__RECORDS FOR THE EXERCISE__:
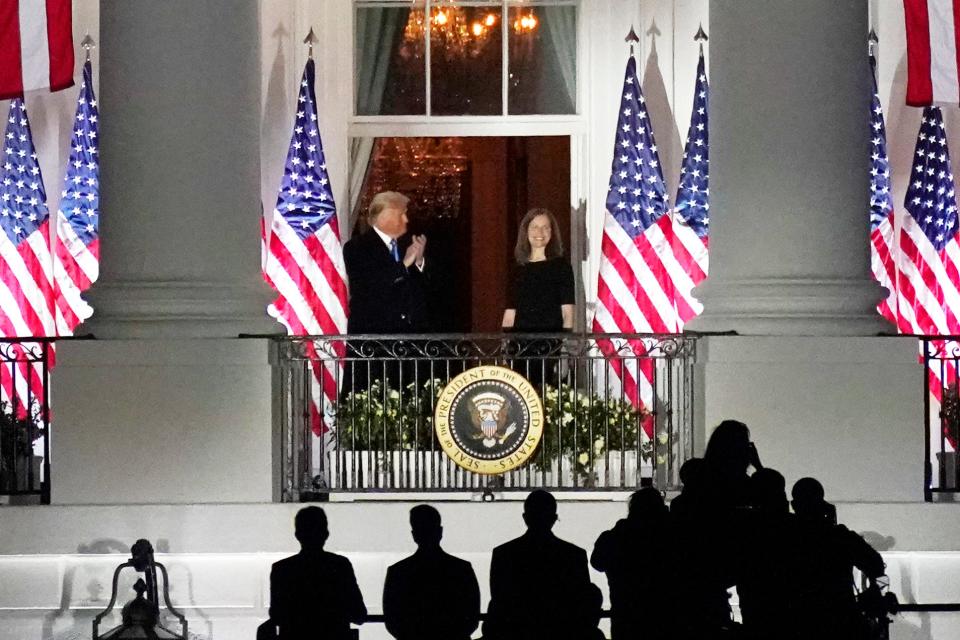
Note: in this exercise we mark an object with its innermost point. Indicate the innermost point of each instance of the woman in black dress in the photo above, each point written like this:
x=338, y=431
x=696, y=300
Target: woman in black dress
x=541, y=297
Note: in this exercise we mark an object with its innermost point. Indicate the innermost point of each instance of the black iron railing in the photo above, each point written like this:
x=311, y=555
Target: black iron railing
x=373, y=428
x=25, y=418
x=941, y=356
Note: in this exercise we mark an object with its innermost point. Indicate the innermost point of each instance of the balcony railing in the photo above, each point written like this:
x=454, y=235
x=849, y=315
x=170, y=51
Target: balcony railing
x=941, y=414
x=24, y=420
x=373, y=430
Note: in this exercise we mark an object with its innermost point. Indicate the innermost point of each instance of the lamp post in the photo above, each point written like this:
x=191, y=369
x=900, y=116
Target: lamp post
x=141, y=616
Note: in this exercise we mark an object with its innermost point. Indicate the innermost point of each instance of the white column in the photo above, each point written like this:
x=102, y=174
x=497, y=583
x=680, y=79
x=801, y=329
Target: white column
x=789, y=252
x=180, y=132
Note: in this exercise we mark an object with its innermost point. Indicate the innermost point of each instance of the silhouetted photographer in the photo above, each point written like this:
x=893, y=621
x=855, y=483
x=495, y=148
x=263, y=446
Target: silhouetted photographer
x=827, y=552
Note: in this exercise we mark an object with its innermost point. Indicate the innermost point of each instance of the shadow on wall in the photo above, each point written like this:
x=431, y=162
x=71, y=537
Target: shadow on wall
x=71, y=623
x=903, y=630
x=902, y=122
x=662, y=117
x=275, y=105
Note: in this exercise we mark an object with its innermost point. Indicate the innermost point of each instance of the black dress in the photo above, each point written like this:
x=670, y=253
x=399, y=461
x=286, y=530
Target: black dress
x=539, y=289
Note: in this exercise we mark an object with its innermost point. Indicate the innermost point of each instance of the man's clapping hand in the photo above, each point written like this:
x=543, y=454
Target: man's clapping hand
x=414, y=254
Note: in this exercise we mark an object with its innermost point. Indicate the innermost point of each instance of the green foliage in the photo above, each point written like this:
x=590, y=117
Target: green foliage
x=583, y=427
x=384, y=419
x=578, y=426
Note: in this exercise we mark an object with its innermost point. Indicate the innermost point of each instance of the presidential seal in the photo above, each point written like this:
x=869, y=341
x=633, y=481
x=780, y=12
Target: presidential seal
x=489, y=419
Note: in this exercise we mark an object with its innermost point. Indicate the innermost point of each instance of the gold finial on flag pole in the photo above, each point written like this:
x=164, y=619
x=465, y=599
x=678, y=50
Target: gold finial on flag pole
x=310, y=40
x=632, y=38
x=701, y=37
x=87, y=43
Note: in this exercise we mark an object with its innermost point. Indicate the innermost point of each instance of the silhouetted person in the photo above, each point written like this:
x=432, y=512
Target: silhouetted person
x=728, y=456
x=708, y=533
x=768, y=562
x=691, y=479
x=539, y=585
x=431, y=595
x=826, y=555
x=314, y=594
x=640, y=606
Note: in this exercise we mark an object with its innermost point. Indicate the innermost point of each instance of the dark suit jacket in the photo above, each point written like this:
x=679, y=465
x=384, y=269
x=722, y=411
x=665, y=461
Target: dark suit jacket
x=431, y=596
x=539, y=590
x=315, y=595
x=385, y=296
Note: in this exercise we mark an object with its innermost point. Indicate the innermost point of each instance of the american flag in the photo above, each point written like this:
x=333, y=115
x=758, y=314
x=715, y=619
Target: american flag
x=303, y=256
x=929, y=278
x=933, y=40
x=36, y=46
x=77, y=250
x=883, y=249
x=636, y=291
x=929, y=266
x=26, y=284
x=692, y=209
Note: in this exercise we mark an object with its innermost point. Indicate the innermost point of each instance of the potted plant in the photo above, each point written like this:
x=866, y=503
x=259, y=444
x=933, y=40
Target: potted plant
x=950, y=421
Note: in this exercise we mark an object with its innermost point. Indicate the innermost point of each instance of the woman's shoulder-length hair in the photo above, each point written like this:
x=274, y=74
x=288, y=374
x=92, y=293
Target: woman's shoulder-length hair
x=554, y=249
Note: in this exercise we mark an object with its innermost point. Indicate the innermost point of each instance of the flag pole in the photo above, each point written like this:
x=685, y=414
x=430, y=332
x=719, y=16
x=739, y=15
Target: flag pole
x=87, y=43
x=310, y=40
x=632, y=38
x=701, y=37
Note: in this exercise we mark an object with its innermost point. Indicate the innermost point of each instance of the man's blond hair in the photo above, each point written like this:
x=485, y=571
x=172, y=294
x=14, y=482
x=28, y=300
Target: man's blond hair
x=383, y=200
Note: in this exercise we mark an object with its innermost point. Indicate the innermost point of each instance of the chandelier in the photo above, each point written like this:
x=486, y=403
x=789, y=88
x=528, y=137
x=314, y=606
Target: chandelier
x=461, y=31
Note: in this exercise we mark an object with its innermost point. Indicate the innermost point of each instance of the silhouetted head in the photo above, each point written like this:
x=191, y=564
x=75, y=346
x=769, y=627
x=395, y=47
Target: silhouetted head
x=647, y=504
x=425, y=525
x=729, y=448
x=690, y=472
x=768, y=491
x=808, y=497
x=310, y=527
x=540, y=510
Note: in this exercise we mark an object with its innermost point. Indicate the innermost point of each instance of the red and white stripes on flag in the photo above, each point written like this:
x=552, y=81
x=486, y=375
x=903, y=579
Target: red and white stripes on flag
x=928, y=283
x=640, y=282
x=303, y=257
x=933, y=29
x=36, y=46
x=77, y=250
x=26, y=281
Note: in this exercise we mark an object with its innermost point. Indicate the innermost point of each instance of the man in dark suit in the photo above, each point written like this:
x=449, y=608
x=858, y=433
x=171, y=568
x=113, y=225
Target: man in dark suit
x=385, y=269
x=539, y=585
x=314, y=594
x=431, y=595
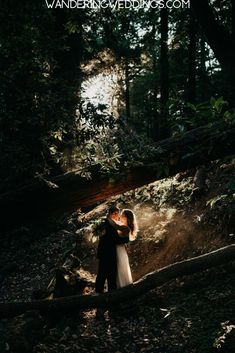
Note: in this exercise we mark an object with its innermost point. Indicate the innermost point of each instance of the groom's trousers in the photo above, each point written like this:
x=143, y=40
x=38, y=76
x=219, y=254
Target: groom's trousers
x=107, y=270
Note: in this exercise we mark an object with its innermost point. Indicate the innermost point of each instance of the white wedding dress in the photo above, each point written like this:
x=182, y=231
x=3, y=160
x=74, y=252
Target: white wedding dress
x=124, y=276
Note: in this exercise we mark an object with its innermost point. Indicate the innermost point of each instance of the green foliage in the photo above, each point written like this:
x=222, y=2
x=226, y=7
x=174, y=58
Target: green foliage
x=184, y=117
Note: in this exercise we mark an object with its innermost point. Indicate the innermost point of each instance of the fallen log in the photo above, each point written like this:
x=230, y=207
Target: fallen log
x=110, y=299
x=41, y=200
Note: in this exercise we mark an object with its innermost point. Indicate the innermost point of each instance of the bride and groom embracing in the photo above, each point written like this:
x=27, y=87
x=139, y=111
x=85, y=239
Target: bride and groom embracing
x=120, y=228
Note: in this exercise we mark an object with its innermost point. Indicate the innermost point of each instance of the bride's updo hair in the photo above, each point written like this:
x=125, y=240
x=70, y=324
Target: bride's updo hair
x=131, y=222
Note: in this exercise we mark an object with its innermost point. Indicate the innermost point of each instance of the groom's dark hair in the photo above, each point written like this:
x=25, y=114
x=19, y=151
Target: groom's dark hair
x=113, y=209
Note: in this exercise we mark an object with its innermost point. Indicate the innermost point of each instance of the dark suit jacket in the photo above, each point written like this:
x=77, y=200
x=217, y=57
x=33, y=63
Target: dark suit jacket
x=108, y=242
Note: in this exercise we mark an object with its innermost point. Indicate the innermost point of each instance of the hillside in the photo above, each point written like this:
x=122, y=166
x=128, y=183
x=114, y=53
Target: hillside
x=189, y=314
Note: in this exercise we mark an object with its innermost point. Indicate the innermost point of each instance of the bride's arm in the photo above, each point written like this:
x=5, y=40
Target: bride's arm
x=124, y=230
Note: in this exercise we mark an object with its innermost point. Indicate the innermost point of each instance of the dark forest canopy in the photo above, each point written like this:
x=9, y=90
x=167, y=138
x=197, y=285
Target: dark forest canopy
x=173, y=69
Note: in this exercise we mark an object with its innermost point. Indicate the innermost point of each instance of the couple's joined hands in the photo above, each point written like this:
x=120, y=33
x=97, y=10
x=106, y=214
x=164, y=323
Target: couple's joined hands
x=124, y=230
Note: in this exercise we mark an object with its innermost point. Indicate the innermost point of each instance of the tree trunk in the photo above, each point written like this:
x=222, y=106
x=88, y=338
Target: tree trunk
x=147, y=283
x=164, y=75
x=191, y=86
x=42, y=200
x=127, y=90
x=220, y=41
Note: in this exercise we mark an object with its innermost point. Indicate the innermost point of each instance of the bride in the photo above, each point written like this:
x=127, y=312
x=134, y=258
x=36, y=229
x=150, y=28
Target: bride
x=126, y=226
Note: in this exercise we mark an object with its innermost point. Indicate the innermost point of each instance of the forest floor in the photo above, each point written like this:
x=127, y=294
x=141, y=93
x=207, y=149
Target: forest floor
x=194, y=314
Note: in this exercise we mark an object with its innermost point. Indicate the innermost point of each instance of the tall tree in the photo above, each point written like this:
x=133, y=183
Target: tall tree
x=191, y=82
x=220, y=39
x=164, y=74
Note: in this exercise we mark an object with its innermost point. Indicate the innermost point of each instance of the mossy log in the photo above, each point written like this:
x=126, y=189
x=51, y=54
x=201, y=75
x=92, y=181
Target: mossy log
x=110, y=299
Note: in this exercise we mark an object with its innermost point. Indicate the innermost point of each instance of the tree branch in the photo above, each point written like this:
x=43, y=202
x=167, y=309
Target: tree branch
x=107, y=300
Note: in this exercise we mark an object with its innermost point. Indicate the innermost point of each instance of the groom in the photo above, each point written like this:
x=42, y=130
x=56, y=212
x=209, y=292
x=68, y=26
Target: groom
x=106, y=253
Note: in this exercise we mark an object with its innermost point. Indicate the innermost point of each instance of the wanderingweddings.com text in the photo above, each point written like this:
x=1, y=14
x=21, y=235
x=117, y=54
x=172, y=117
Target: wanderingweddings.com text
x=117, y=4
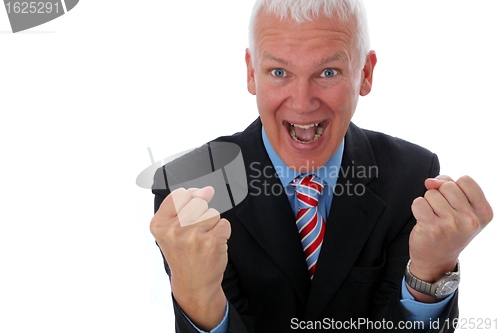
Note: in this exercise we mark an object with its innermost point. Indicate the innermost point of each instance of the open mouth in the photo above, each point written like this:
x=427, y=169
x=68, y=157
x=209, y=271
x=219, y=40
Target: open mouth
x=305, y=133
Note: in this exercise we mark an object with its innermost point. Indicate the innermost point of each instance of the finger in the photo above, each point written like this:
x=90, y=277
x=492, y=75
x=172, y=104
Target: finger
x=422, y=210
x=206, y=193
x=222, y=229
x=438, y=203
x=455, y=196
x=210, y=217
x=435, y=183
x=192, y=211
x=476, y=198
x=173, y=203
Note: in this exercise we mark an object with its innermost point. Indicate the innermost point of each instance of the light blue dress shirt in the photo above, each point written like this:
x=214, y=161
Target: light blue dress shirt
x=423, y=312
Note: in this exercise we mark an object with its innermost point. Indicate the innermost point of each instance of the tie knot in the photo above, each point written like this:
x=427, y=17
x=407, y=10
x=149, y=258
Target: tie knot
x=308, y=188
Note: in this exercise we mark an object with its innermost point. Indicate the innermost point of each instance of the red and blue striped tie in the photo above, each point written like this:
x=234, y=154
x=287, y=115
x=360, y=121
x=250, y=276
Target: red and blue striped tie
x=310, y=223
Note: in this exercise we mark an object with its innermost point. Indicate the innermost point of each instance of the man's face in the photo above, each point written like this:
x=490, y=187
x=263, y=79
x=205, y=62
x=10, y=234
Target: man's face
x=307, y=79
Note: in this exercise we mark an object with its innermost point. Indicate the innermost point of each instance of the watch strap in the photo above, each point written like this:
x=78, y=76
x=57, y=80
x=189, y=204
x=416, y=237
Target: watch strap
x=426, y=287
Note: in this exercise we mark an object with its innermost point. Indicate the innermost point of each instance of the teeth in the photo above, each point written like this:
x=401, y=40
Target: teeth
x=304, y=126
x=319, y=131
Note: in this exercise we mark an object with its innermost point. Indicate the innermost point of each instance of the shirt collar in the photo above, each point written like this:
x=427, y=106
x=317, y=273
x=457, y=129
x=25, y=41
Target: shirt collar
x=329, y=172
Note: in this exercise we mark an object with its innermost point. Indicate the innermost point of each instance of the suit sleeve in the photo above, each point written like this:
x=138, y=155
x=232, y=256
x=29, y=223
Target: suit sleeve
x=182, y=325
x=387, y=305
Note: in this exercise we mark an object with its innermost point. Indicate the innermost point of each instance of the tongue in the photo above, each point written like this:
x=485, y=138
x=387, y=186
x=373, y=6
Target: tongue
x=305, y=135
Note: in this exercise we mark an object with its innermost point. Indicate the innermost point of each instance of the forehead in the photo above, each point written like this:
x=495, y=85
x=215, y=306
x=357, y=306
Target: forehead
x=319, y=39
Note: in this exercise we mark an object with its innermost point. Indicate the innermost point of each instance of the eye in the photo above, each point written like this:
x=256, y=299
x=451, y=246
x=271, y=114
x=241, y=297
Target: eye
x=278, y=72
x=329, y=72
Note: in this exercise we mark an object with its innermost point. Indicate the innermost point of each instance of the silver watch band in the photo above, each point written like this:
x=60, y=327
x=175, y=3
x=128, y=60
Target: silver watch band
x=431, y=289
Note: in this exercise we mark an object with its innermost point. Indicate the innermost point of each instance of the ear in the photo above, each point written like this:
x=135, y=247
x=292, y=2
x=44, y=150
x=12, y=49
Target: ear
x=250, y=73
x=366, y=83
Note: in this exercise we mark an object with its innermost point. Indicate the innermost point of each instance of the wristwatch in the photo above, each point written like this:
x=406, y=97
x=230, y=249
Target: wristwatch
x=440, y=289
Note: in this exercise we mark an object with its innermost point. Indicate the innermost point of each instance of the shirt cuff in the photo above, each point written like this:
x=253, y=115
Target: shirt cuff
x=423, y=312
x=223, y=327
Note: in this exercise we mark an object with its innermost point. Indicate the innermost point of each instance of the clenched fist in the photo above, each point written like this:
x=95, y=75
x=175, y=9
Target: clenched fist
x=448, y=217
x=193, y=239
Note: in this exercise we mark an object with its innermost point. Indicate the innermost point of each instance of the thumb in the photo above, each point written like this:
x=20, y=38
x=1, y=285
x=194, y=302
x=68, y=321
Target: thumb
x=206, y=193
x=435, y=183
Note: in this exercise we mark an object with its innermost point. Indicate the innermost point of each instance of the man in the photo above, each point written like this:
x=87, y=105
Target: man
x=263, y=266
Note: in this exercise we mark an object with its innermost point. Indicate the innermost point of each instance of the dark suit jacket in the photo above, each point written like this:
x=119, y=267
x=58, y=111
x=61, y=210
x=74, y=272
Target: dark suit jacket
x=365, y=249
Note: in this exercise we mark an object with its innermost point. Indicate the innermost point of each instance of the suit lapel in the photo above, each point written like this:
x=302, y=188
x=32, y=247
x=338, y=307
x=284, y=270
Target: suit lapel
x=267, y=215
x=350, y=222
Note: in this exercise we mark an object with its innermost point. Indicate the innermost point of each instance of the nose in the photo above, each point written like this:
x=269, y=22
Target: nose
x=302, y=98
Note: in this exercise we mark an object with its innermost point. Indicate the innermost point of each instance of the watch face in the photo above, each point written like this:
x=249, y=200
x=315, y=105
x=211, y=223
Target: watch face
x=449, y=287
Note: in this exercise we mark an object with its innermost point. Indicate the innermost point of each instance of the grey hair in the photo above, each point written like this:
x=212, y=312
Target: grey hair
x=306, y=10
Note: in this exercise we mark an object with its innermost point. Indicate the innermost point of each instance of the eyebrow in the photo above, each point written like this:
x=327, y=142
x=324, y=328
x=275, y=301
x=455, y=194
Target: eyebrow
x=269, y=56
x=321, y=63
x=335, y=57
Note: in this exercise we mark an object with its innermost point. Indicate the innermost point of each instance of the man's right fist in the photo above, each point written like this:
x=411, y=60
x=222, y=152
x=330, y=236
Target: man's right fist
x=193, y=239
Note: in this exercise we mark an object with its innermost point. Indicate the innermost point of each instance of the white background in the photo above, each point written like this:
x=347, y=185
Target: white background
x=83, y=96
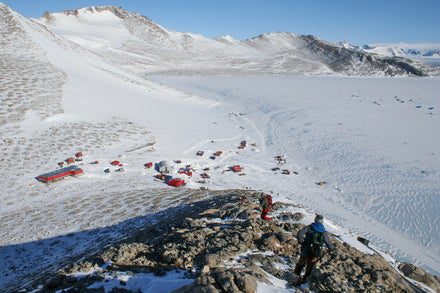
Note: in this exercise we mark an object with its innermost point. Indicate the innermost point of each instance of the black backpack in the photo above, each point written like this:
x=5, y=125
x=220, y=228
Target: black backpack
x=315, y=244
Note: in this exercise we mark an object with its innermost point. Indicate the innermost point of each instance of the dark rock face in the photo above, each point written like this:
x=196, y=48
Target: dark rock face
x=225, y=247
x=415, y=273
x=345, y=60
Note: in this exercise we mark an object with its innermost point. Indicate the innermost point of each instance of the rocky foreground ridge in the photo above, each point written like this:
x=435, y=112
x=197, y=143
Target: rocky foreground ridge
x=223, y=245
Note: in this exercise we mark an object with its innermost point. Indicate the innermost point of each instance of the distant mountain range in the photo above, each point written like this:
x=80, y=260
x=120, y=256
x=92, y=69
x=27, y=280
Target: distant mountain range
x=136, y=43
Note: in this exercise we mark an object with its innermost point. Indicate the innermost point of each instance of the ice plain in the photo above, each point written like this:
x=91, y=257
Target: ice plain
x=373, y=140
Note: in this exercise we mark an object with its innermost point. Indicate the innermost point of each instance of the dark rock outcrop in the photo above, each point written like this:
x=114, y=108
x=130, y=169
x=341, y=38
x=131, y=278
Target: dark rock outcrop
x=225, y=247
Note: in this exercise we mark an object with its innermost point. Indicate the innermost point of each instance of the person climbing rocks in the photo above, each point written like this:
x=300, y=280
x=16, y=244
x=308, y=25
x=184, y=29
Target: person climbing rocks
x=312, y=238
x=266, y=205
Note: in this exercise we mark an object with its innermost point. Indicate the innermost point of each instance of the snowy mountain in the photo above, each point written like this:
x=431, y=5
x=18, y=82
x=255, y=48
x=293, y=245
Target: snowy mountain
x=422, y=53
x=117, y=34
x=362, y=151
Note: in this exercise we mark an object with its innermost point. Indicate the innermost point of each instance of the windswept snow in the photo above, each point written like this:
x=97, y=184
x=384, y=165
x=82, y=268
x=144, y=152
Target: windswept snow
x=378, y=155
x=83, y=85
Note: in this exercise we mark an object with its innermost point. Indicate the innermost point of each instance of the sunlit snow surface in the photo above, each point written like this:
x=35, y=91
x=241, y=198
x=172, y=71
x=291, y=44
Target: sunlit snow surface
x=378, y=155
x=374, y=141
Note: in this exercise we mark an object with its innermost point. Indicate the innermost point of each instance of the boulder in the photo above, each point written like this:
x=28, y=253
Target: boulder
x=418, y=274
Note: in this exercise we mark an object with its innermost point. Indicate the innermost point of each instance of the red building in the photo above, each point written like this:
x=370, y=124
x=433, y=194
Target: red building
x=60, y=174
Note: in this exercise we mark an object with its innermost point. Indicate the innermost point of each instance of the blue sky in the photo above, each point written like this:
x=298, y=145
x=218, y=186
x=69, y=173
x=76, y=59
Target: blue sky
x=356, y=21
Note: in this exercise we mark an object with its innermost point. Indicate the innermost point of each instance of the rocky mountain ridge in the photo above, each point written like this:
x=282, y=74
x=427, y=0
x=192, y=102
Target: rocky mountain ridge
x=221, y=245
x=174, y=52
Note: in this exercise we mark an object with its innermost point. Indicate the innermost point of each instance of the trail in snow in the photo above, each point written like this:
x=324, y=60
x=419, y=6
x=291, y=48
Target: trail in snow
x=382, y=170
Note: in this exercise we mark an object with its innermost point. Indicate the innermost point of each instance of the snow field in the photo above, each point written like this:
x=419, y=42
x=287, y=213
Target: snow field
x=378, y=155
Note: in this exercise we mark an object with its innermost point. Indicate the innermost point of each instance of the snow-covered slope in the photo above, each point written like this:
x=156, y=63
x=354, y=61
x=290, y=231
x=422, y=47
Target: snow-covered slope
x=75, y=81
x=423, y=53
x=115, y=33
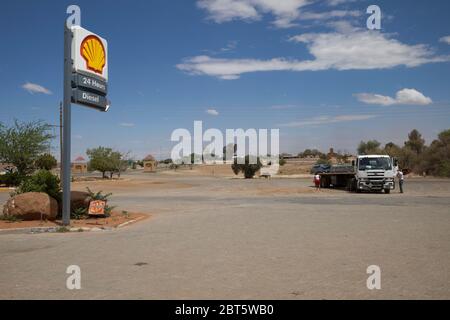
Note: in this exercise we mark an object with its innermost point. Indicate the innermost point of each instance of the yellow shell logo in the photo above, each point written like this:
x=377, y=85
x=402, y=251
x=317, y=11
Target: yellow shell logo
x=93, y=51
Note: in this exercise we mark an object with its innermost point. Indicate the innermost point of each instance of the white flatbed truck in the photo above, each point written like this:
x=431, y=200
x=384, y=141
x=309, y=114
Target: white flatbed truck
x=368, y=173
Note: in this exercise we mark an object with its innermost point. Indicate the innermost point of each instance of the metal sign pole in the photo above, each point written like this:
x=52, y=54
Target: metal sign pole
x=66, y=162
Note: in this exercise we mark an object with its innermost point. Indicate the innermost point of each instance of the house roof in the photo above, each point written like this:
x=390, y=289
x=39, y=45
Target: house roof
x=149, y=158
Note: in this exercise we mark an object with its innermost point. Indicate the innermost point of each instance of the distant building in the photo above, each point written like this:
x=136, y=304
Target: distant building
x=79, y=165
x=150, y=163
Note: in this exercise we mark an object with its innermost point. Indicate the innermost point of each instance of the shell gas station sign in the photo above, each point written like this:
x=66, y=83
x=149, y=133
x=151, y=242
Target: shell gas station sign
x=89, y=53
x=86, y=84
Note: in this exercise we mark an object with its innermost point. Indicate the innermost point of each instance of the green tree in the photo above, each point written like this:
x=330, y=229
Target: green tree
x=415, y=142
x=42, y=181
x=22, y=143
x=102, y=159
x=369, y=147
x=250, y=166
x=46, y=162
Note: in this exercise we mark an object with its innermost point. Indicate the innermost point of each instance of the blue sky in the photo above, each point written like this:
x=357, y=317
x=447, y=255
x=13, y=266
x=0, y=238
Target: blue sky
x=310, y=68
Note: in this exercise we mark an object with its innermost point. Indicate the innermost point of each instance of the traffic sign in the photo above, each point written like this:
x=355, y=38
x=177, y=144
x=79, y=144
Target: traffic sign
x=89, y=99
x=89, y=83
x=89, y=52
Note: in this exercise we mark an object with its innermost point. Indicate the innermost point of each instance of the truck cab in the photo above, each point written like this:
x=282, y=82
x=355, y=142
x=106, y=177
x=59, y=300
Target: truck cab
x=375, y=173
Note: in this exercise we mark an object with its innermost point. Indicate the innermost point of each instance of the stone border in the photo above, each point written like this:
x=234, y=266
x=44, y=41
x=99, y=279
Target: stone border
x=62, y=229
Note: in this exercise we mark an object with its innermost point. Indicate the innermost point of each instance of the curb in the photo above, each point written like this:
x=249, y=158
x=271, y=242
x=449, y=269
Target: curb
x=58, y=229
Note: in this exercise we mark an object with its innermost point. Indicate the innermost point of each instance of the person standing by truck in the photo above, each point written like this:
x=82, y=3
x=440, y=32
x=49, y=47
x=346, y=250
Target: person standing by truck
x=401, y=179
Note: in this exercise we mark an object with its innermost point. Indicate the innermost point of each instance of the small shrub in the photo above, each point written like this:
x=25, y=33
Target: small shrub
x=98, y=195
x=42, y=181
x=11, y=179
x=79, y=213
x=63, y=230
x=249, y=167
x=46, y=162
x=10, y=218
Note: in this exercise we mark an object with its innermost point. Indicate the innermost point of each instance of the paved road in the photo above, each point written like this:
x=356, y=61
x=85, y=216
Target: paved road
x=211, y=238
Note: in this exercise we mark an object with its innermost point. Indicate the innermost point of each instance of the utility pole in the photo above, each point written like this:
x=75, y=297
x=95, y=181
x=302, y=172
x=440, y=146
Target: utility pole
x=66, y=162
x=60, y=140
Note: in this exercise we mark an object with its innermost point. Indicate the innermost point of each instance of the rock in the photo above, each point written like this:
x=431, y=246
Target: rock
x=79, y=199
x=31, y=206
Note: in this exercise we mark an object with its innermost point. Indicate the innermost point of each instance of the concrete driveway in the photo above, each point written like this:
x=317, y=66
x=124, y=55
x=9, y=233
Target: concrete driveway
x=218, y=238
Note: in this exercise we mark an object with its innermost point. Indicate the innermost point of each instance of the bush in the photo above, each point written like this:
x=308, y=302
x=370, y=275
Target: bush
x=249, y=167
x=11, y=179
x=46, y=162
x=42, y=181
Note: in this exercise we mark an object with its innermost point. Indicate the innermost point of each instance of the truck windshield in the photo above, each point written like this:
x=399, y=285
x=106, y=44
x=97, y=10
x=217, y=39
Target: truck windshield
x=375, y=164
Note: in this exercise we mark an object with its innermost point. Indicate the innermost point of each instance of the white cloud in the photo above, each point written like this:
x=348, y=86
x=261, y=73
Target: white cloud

__DIRECTIONS FOR THIS TASK__: Repeat only the stretch of lines that begins at the line containing "the rock in" and ends at the last line above, both included.

__RESPONSE TO THIS EXERCISE__:
Note: in this exercise we mark an object with its innermost point. Indicate the innermost point of each instance of the rock in the photo above, each point written like this:
x=431, y=246
Target: rock
x=79, y=199
x=31, y=206
Note: in this exercise we mark an object with its innermost point. Indicate the innermost point of each instance of the concrete driveway in the photo above, each point written like this:
x=317, y=66
x=124, y=55
x=9, y=233
Target: concrete driveway
x=218, y=238
Note: in this exercise we mark an object with its innermost point. Indicate the innermost point of each instance of the bush in the photo above, each point written like this:
x=308, y=302
x=370, y=275
Target: bush
x=249, y=167
x=11, y=179
x=46, y=162
x=42, y=181
Note: in this exercise we mark an object with its innermost point. Indicate the innermost point of each instance of the truck windshield in the photo above, each point written like this:
x=399, y=285
x=106, y=44
x=97, y=10
x=217, y=39
Target: truck windshield
x=375, y=164
Note: in this exercise we mark an object with its innermost point. Indicate the innermost point of each instance of the white cloud in the photo above, each point written like this:
x=348, y=86
x=261, y=73
Target: white cloud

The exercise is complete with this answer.